Without changing anything, output the records below.

* _Input records_:
= Beginning of Section =

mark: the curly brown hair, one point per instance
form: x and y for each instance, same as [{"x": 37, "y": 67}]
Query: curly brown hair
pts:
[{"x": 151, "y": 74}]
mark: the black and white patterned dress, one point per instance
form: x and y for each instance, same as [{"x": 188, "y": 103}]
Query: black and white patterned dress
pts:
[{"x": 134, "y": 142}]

= End of Section =

* _The completed task_:
mark: the curly brown hair, one point per instance
form: x and y for each instance, same as [{"x": 37, "y": 67}]
Query: curly brown hair
pts:
[{"x": 151, "y": 74}]
mark: the black and white patterned dress, one point per instance
form: x and y for each instance, same as [{"x": 188, "y": 103}]
Query: black and white patterned dress
pts:
[{"x": 134, "y": 142}]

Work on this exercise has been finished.